Rewrite each of the entries below, substituting "meadow" for "pasture" and leaving every other character unchanged.

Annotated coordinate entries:
***
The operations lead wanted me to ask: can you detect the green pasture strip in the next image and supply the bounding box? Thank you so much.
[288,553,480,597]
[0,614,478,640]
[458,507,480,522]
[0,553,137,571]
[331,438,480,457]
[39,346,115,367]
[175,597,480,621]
***
- [Exercise answer]
The operations lead wanted me to ask: can you detect the green meadow strip in the next image and supply the bounding box? Thank you so much.
[288,553,480,597]
[0,614,478,640]
[458,507,480,522]
[0,553,137,571]
[331,438,480,457]
[39,346,115,367]
[175,597,480,621]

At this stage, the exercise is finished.